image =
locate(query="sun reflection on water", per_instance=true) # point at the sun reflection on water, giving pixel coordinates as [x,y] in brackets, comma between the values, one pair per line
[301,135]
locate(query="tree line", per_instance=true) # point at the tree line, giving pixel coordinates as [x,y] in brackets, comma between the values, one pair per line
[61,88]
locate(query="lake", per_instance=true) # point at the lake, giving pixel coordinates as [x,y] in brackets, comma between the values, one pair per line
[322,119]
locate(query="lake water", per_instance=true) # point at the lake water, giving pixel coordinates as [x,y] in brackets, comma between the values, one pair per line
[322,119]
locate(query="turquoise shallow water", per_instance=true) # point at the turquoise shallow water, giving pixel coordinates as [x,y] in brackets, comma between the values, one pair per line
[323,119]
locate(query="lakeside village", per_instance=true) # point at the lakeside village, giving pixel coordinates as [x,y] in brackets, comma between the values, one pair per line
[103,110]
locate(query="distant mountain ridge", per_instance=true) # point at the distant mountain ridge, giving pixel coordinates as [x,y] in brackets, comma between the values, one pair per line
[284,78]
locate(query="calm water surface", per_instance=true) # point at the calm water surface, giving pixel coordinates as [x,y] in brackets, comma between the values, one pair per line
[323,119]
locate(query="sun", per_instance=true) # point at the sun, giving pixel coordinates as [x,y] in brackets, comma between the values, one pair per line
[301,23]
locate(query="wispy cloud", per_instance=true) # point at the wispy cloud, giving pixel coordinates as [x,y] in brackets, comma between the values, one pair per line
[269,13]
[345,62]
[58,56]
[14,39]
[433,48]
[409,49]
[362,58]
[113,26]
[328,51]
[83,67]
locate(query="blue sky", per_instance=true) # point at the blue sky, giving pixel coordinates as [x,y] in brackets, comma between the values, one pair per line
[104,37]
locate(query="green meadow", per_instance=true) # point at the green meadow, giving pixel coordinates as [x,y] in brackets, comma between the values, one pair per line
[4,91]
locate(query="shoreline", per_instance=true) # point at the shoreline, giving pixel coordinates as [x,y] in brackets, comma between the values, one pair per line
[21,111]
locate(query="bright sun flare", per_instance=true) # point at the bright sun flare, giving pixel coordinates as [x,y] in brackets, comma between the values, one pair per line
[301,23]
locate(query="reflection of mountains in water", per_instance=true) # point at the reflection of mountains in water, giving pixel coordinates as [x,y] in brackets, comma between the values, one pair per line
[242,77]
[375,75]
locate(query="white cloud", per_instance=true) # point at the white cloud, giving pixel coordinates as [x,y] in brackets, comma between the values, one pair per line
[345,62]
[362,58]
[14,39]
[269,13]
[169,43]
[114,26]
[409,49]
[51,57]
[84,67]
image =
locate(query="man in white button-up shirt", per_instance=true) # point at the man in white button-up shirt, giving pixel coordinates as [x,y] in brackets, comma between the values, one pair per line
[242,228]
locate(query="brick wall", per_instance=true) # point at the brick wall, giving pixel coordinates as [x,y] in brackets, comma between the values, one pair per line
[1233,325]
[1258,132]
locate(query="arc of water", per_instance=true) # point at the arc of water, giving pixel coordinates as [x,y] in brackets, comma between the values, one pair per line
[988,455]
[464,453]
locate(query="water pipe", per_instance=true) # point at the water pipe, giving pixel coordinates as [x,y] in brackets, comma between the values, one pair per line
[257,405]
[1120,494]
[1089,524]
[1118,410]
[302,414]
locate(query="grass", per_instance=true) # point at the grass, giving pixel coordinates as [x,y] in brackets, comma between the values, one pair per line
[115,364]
################
▶ [TASK BRIEF]: Copy every line from the line containing "at the water" up to and including the last line of the entries, shifting each coordinate value in the answers up by 64 and leaving all other text unchanged.

▶ [COMPLETE ANSWER]:
locate(query="water pipe", per_instance=true) # point at the water pipe, giving pixel coordinates as [x,y] in brackets, comma between the values, one pair per line
[321,469]
[1184,558]
[1153,588]
[1182,474]
[366,478]
locate(query="grass", per_instance=true) # point at the grass, giving pixel coordinates as [x,y] in brackets, comma between the values, one pair per line
[179,428]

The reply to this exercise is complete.